*TASK INPUTS:*
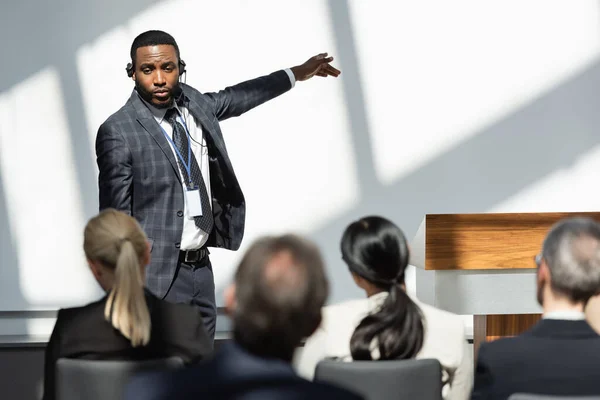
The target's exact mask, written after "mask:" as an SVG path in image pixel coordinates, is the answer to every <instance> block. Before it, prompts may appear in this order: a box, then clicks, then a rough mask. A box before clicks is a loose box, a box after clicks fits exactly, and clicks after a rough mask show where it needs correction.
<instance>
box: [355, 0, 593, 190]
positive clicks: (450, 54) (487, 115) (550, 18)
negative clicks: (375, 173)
mask: <svg viewBox="0 0 600 400" xmlns="http://www.w3.org/2000/svg"><path fill="white" fill-rule="evenodd" d="M349 4H351V16H352V23H353V25H354V37H355V39H356V42H357V47H358V52H359V66H360V70H361V74H362V75H361V76H362V79H363V81H362V83H363V87H364V92H365V97H366V100H367V101H366V103H367V109H368V116H369V123H370V126H371V130H372V138H373V150H372V151H373V153H374V157H373V158H374V160H375V162H376V169H377V173H378V176H379V178H380V179H381V180H382V181H383V182H384V183H386V184H391V183H392V182H394V181H395V180H397V179H398V178H399V177H401V176H404V175H406V174H408V173H410V172H412V171H414V170H416V169H418V168H419V167H420V166H422V165H424V164H425V163H427V162H428V161H429V160H431V159H433V158H435V157H436V156H437V155H439V154H441V153H443V152H444V151H447V150H448V149H449V148H451V147H453V146H455V145H456V144H457V143H459V142H461V141H463V140H465V139H467V138H468V137H470V136H472V135H475V134H477V133H478V131H480V130H482V129H485V127H486V126H488V125H490V124H493V123H494V122H495V121H498V120H500V119H502V118H503V117H504V116H506V115H508V114H510V113H511V112H514V111H516V110H518V109H519V108H520V107H522V106H523V105H524V104H527V103H528V102H531V101H534V100H535V98H536V97H538V96H540V95H542V94H543V93H544V92H547V91H549V90H552V88H553V87H555V86H557V85H560V83H561V82H563V81H565V80H567V79H569V77H571V76H573V75H576V74H577V73H578V71H580V70H582V69H584V68H586V66H587V65H589V63H590V62H591V61H592V60H593V59H594V58H595V57H596V56H597V55H598V50H599V40H600V35H599V33H600V32H599V29H598V17H599V10H598V3H597V1H593V0H589V1H578V2H564V1H548V0H536V1H527V2H523V1H515V0H512V1H502V2H481V1H476V0H459V1H452V2H447V1H440V0H426V1H418V2H415V1H398V2H377V6H375V4H374V3H373V2H361V1H353V2H351V3H349Z"/></svg>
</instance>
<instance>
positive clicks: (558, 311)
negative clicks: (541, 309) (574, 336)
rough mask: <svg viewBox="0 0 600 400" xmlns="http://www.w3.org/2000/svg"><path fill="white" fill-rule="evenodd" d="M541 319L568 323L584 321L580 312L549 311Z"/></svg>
mask: <svg viewBox="0 0 600 400" xmlns="http://www.w3.org/2000/svg"><path fill="white" fill-rule="evenodd" d="M542 318H543V319H563V320H568V321H580V320H584V319H585V314H584V313H583V312H581V311H571V310H558V311H550V312H548V313H545V314H544V315H543V316H542Z"/></svg>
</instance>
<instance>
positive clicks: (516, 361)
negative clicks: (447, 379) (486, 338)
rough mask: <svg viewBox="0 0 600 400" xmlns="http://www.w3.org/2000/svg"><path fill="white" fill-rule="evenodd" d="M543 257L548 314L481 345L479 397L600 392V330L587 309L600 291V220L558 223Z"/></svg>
mask: <svg viewBox="0 0 600 400" xmlns="http://www.w3.org/2000/svg"><path fill="white" fill-rule="evenodd" d="M536 264H537V293H538V295H537V296H538V301H539V303H540V304H541V306H542V308H543V311H544V314H543V319H542V320H541V321H540V322H539V323H538V324H537V325H535V326H534V327H533V328H532V329H531V330H529V331H528V332H525V333H524V334H522V335H520V336H517V337H514V338H506V339H500V340H496V341H493V342H491V343H484V344H483V345H482V346H481V347H480V349H479V354H478V357H477V368H476V371H475V386H474V388H473V393H472V399H506V398H507V397H508V396H510V395H511V394H513V393H530V394H542V395H562V396H598V395H600V368H598V364H599V360H600V336H598V334H597V333H596V332H595V331H594V330H593V329H592V328H591V327H590V325H589V324H588V323H587V322H586V320H585V316H584V308H585V305H586V302H587V301H588V300H589V299H590V297H592V296H594V295H596V294H598V293H599V292H600V224H598V223H597V222H595V221H593V220H591V219H587V218H572V219H567V220H563V221H561V222H559V223H558V224H556V225H554V226H553V227H552V229H551V230H550V232H549V233H548V236H547V237H546V239H545V240H544V244H543V248H542V253H541V254H540V255H538V256H536Z"/></svg>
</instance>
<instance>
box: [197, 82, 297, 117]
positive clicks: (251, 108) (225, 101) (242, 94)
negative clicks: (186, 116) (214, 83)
mask: <svg viewBox="0 0 600 400" xmlns="http://www.w3.org/2000/svg"><path fill="white" fill-rule="evenodd" d="M291 88H292V82H291V81H290V78H289V76H288V74H287V73H286V72H285V71H283V70H281V71H277V72H273V73H272V74H270V75H266V76H262V77H260V78H256V79H252V80H249V81H246V82H242V83H238V84H237V85H235V86H230V87H227V88H225V89H223V90H221V91H219V92H216V93H205V94H204V95H205V96H206V98H208V99H209V102H211V103H212V106H213V108H214V113H215V115H216V117H217V119H218V120H219V121H223V120H225V119H227V118H231V117H237V116H240V115H241V114H243V113H245V112H246V111H249V110H251V109H253V108H254V107H256V106H259V105H261V104H263V103H264V102H266V101H269V100H271V99H274V98H275V97H277V96H279V95H281V94H283V93H285V92H287V91H288V90H290V89H291Z"/></svg>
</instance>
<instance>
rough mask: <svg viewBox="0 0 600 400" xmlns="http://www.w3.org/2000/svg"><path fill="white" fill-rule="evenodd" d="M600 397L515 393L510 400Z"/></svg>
mask: <svg viewBox="0 0 600 400" xmlns="http://www.w3.org/2000/svg"><path fill="white" fill-rule="evenodd" d="M599 399H600V396H553V395H548V394H530V393H515V394H511V395H510V397H509V398H508V400H599Z"/></svg>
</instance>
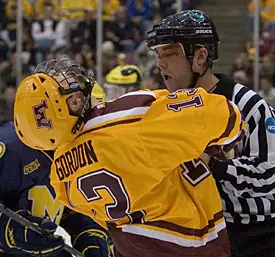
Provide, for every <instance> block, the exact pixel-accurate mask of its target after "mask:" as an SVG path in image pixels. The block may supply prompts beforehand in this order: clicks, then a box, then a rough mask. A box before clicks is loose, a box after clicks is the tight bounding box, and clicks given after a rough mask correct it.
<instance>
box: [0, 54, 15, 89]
mask: <svg viewBox="0 0 275 257" xmlns="http://www.w3.org/2000/svg"><path fill="white" fill-rule="evenodd" d="M0 74H1V79H2V83H4V84H6V83H7V81H8V80H11V79H13V80H14V81H15V80H16V52H13V53H12V54H11V57H10V60H9V62H4V63H2V66H1V67H0ZM0 86H2V85H0Z"/></svg>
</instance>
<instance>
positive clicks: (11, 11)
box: [6, 0, 34, 18]
mask: <svg viewBox="0 0 275 257" xmlns="http://www.w3.org/2000/svg"><path fill="white" fill-rule="evenodd" d="M16 5H17V0H8V1H7V4H6V17H7V18H13V17H14V8H15V9H16ZM22 7H23V13H24V16H25V17H33V16H34V7H33V5H32V4H31V1H29V0H22Z"/></svg>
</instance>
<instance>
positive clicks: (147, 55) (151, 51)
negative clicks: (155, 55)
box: [135, 41, 156, 75]
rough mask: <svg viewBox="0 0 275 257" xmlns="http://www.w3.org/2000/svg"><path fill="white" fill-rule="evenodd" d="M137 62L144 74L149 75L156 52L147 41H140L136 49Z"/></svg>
mask: <svg viewBox="0 0 275 257" xmlns="http://www.w3.org/2000/svg"><path fill="white" fill-rule="evenodd" d="M135 63H136V64H137V65H138V67H139V68H140V70H141V72H142V74H143V75H148V74H149V73H150V71H151V70H152V69H153V67H154V66H155V65H156V63H155V52H154V51H151V50H149V49H148V47H147V44H146V42H145V41H143V42H142V43H140V45H139V46H138V48H137V50H136V56H135Z"/></svg>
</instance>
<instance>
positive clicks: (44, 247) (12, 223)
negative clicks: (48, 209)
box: [0, 210, 65, 256]
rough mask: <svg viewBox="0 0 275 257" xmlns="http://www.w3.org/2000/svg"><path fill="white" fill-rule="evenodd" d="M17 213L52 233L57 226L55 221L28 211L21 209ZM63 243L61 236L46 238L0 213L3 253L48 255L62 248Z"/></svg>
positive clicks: (1, 246)
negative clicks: (50, 219) (49, 219)
mask: <svg viewBox="0 0 275 257" xmlns="http://www.w3.org/2000/svg"><path fill="white" fill-rule="evenodd" d="M17 213H18V214H20V215H21V216H23V217H24V218H26V219H28V220H29V221H31V222H32V223H35V224H37V225H38V226H40V227H41V228H43V229H44V230H46V231H48V232H50V233H54V232H55V230H56V228H57V225H56V224H55V223H53V222H51V221H49V220H48V219H45V218H39V217H35V216H32V215H31V214H30V213H29V212H28V211H25V210H21V211H18V212H17ZM64 244H65V243H64V240H63V239H62V238H61V237H53V238H51V239H47V238H46V237H44V236H42V235H39V234H38V233H36V232H34V231H32V230H31V229H29V228H28V227H25V226H23V225H21V224H19V223H17V222H16V221H14V220H12V219H11V218H9V217H7V216H6V215H4V214H0V248H1V250H3V251H4V252H5V253H10V254H16V255H17V254H18V255H19V254H23V253H25V254H26V253H27V254H30V256H31V255H32V256H50V255H52V254H53V255H54V254H56V253H57V252H59V251H60V250H62V248H63V246H64Z"/></svg>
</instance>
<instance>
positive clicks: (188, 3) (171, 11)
mask: <svg viewBox="0 0 275 257" xmlns="http://www.w3.org/2000/svg"><path fill="white" fill-rule="evenodd" d="M193 1H194V0H193ZM193 1H190V0H181V6H182V11H183V10H187V9H189V8H191V7H192V6H191V4H192V2H193ZM158 2H159V12H160V15H161V17H160V19H163V18H165V17H166V16H169V15H171V14H173V13H175V12H176V11H177V6H176V4H177V1H176V0H158Z"/></svg>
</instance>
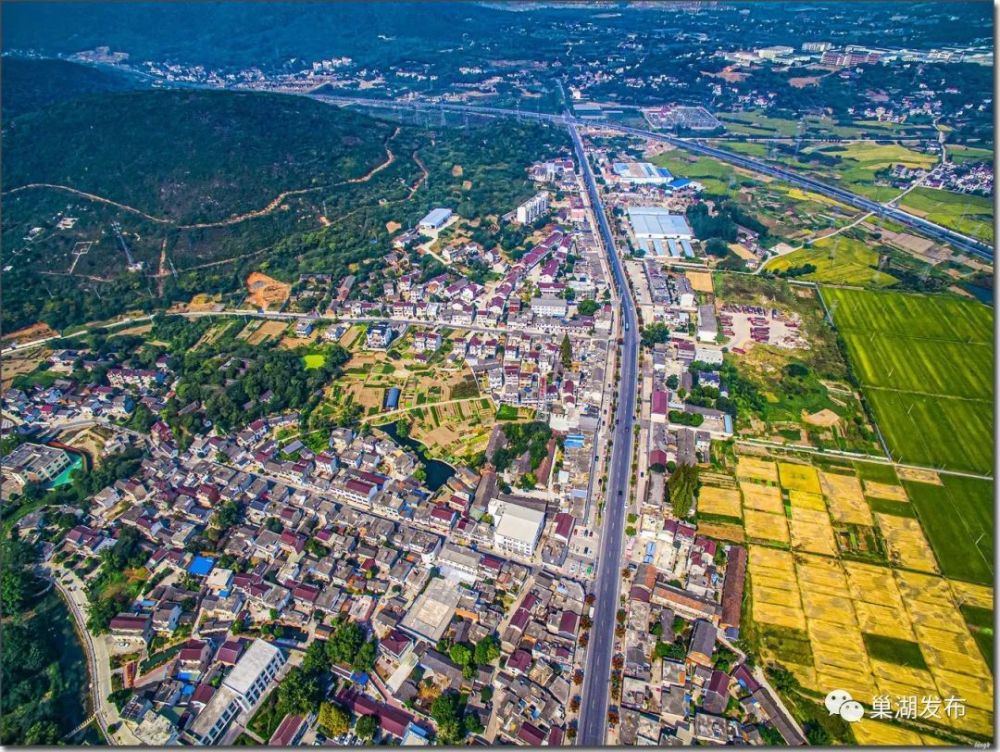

*YOUR INSTRUCTIONS:* Locate each line in the listing above that contains the word "then", and copy those lines.

*ANSWER SPACE:*
The target's exact mask, written after "mask:" as an SVG path in image pixel coordinates, is the answer to every <instance> block. Before it, prompts may appear in this order: a box, then clicks, then a rough mask. A box before clicks is a loose box, a box after clicks fits exactly, and clicks after a rough mask show where it needs correction.
Provide, for every <instance> block, the exact pixel-accurate mask of its target after "mask:" as an SVG path in image pixels. The block may supply prompts beforehand in this order: clicks, then a box, then a rough mask. A box before clicks is loose, a box after clicks is the tight bounding box, and clicks given after a rough mask correct it.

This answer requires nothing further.